# DOCUMENT PASSAGE start

Wrap up: Wagner almost bags backpack nukes; Savannah river personnel shakeup; G7 condemns Pyongyang missile launch and more

By ExchangeMonitor

Wagner Group mercenaries entered a Russian nuclear base where they hoped to steal backpack-sized nuclear weapons to use as bargaining chips during their short-lived mutiny last month, Ukraine’s chief spymaster Kyrylo Budanov told Reuters in a recent interview.

U.S. and other Western officials insist that Wagner mercenaries were never within reach of Russian nuclear weapons during the brief uprising. The Kremlin also denies Budanov’s version of events, Politico reports.

But Budanov, head of the Ukrainian Defense Intelligence Directorate, told Reuters that the only barrier between Wagner fighters and nuclear weapons  were the doors to the nuclear storage facility. “The doors of the storage were closed and they didn’t get into the technical section,” he said. Budanov said the mercenaries’ target was Voronezh-45 — a well-guarded facility that purportedly stores small, Soviet-era nuclear bombs that can be carried by a single person in a backpack.

 

Former Honeywell executive James (J.C.) Epting will remain at the Savannah River Site, jumping to Huntington Ingalls Industries to remain with Savannah River Nuclear Solutions now that Honeywell has sold its stake in the site prime contractor.

Epting said via LinkedIn on Sunday that he joined Huntington Ingalls as a senior vice president for Savannah River Nuclear Solutions (SRNS), the Fluor-led joint venture from which Honeywell recently divested itself.

The Aiken-based Epting was Honeywell’s senior vice president for National Nuclear Security Administration (NNSA) operations and programs at Savannah River from July 2022 through June 2023. He has taken a senior vice president job for Huntington Ingalls at SRNS. 

 

Stuart MacVean, the president and CEO of Fluor-led Savannah River Nuclear Solutions, the prime contractor for the Department of Energy’s Savannah River Site in South Carolina, plans to retire in a few weeks, he said in a Monday memo to employees.

# DOCUMENT PASSAGE end
# EXTRACTED MATERIAL start

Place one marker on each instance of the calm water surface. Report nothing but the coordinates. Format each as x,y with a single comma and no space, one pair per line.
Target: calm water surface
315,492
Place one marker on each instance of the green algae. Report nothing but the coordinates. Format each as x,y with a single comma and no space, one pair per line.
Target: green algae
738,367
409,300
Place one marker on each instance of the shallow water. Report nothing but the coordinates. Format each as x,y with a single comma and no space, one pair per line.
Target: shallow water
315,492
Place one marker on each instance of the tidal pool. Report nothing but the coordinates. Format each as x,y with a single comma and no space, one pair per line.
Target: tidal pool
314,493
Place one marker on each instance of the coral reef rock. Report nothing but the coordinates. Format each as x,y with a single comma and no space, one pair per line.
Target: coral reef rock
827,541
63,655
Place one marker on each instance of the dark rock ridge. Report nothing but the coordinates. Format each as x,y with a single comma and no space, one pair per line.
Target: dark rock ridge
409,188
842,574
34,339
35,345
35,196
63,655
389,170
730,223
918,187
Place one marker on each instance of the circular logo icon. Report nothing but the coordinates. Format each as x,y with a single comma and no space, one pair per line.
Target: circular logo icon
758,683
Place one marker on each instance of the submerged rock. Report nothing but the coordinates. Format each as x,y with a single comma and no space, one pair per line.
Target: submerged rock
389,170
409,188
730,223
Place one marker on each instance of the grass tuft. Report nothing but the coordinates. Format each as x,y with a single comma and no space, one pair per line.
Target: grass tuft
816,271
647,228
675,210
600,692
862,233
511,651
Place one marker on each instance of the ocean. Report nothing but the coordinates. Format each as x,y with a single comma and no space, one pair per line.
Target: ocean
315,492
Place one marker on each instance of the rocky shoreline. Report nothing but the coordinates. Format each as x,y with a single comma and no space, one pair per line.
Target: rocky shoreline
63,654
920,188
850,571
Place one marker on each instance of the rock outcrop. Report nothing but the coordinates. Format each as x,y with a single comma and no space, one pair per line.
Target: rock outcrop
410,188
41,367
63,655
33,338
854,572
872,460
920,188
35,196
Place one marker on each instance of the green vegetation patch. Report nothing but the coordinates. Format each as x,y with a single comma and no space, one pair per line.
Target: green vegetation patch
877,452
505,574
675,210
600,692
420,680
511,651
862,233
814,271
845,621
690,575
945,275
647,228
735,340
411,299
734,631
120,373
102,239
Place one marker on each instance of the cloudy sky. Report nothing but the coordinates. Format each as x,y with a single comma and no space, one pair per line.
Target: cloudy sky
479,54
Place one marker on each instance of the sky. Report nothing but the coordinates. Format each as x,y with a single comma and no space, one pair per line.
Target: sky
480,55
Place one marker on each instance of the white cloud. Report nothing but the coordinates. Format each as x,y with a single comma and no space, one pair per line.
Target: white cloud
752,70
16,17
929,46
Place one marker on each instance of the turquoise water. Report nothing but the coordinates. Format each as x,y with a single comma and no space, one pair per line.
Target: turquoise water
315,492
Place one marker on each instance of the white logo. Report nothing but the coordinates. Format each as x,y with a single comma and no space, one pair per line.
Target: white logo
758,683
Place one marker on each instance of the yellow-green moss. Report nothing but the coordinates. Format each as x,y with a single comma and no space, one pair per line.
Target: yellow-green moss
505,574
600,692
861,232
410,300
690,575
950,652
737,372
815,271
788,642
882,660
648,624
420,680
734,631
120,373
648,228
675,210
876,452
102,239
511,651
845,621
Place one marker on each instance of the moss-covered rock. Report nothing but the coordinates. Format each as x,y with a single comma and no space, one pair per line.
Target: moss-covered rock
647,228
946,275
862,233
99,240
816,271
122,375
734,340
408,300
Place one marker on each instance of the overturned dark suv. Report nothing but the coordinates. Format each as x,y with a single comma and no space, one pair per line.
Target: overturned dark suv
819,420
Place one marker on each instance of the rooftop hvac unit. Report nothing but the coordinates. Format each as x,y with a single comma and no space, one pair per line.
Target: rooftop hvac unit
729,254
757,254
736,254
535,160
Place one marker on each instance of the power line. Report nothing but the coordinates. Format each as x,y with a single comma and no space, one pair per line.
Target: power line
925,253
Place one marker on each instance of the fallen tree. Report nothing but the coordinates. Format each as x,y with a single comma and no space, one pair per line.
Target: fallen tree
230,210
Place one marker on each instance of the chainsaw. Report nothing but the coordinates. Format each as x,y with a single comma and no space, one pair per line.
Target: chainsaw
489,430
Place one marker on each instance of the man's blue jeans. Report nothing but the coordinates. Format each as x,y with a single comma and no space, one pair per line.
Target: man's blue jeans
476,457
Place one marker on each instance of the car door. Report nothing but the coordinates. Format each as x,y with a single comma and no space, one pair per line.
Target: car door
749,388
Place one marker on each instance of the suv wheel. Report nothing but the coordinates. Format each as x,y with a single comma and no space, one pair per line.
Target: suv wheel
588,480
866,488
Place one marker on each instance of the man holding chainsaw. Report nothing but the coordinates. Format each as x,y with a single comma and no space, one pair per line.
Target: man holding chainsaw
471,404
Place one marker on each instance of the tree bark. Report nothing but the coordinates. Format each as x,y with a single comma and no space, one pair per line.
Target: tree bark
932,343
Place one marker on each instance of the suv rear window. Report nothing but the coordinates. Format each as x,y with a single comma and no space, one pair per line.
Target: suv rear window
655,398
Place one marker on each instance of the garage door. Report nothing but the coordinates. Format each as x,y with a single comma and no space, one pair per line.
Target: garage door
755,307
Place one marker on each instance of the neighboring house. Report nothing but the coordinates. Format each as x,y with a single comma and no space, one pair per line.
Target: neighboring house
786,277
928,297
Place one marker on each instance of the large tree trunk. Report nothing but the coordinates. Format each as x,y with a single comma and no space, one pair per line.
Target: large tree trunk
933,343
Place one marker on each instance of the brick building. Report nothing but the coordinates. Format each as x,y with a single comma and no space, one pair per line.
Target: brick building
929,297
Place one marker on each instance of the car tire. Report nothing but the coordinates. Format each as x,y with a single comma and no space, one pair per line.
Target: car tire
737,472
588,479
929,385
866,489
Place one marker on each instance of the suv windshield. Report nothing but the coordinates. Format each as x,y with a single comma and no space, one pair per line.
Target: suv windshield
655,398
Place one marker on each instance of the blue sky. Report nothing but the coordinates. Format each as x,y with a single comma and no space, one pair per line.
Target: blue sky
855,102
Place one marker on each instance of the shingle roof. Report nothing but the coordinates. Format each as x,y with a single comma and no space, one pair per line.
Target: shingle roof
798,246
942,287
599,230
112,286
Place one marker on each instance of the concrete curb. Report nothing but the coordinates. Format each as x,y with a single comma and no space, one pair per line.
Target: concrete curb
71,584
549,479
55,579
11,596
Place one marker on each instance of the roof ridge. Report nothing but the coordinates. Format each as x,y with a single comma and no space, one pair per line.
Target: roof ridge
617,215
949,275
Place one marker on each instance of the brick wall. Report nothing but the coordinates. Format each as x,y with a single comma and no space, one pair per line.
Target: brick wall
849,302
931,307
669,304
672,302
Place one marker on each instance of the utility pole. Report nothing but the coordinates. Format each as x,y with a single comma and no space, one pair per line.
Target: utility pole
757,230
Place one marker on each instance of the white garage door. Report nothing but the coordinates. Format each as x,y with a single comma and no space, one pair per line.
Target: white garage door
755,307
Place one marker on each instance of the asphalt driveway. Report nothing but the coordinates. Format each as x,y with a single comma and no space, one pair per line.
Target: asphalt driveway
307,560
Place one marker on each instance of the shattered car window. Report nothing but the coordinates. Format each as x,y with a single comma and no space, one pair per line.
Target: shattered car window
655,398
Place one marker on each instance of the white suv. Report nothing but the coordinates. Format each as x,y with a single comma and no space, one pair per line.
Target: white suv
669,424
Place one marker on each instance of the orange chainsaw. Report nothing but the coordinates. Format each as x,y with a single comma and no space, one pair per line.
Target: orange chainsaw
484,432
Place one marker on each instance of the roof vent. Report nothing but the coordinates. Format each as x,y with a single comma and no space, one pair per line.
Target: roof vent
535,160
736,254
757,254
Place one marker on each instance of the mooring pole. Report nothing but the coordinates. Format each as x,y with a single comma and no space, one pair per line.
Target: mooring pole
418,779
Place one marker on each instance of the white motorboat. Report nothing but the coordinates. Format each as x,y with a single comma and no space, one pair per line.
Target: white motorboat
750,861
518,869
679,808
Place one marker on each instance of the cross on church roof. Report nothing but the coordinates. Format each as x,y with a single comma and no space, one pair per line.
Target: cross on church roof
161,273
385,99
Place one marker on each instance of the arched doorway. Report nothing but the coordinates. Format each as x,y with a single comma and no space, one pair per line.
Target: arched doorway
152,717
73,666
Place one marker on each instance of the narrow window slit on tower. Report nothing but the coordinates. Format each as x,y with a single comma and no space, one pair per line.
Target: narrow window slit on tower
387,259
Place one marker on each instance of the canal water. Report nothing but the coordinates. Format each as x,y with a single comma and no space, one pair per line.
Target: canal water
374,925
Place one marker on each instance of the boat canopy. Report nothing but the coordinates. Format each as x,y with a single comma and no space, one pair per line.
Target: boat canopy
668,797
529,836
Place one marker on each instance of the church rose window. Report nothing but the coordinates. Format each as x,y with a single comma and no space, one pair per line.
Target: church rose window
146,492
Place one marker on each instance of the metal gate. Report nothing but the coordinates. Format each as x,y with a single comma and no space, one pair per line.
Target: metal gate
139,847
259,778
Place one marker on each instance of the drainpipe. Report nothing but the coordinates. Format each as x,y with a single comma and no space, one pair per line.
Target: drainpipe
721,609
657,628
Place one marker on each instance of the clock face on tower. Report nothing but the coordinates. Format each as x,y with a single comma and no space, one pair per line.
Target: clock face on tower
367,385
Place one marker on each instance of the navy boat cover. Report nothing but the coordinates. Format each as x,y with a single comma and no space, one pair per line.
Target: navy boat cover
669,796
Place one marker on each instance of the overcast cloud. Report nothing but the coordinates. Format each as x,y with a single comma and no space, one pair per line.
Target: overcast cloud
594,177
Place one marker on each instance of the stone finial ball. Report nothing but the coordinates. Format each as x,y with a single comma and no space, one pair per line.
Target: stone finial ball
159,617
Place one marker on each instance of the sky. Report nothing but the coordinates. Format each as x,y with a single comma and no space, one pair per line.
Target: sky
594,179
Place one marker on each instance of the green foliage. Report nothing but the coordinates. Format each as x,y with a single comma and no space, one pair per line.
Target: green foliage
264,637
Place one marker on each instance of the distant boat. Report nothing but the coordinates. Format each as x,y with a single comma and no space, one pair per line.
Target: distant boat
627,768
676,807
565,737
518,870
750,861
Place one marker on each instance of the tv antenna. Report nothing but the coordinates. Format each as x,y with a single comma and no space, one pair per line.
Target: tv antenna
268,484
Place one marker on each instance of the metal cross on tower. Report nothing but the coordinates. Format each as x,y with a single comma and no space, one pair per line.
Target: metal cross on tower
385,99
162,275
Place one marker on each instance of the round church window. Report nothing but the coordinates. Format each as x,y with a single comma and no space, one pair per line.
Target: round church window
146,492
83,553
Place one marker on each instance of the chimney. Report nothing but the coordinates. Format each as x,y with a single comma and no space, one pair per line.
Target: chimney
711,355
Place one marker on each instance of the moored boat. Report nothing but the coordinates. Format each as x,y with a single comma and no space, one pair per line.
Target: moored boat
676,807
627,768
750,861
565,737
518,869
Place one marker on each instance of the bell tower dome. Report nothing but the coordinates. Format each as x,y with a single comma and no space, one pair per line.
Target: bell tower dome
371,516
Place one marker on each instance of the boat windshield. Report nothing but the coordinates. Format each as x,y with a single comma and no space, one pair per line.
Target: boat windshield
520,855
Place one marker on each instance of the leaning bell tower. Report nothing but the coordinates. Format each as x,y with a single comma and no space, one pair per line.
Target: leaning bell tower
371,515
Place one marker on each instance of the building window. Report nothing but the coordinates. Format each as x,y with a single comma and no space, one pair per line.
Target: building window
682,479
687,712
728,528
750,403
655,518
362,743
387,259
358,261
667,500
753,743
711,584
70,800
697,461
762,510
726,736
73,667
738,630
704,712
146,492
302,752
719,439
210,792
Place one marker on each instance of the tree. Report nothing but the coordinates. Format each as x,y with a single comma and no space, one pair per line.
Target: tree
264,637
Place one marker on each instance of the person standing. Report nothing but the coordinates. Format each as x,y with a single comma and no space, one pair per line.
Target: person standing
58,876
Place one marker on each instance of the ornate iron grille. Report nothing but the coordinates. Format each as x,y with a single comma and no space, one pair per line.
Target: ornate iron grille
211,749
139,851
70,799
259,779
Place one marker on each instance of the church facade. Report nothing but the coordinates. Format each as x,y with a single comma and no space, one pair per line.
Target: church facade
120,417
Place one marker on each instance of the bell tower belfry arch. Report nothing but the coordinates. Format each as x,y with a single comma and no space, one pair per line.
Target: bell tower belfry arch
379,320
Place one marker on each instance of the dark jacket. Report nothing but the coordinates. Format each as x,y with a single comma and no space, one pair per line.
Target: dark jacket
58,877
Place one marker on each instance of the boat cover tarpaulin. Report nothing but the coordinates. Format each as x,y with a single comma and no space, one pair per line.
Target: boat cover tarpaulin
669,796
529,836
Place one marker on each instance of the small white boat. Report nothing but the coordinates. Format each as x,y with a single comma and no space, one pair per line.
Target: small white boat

# EXTRACTED MATERIAL end

## REQUEST 1
Print, word for word, the stretch of the news roundup from "But Budanov, head" through "in a backpack.".
## REQUEST 2
Proceed with the news roundup on Wagner and the Savannah River Site, writing on from its last sentence.

## FINAL ANSWER 1
But Budanov, head of the Ukrainian Defense Intelligence Directorate, told Reuters that the only barrier between Wagner fighters and nuclear weapons  were the doors to the nuclear storage facility. “The doors of the storage were closed and they didn’t get into the technical section,” he said. Budanov said the mercenaries’ target was Voronezh-45 — a well-guarded facility that purportedly stores small, Soviet-era nuclear bombs that can be carried by a single person in a backpack.

## FINAL ANSWER 2
“Although I’ll be around for a few more weeks, I bid a fond farewell and I leave with the confidence of knowing that SRNS’s [Savannah River Nuclear Solution’s] future will be in the capable hands of this executive team and my successor, who will be named shortly,” MacVean said in the email to employees, which was viewed by Exchange Monitor.

A 40-year veteran of the nuclear industry, MacVean joined SRNS in 2016 after having previously been vice president of operations for the Fluor government group’s environmental and nuclear business line, according to the contractor’s online biography.

 

The top diplomats of Canada, France, Germany, Italy, Japan, the United Kingdom, the U.S. — collectively the G7 — and the High Representative of the European Union, formally condemn North Korea’s “brazen launch” of an intercontinental ballistic missile (ICBM) on July 12, as well as another the launch using ballistic missile technology on May 31 and the launches of two ballistic missiles on June 15, 2023.

“North Korea continues to expand its unlawful nuclear and ballistic missile capabilities and to escalate its destabilizing activities,” the G7 said in a July 13 statement. “These launches pose a grave threat to regional and international peace and stability, and undermine the global non-proliferation regime. They are a flagrant violation of United Nations Security Council Resolutions (UNSCRs), which prohibit North Korea from conducting any further launches that use ballistic missile technology. We once again call on North Korea to refrain from any other provocative actions.”

The G7 diplomats demanded that North Korea abandon its nuclear weapons, existing nuclear programs, and any other weapons of mass destruction and ballistic missile programs in a “complete, verifiable, and irreversible manner.” They reiterated that North Korea “cannot and will never have the status of a nuclear-weapon state” under the Treaty on the Non-Proliferation of Nuclear Weapons (NPT).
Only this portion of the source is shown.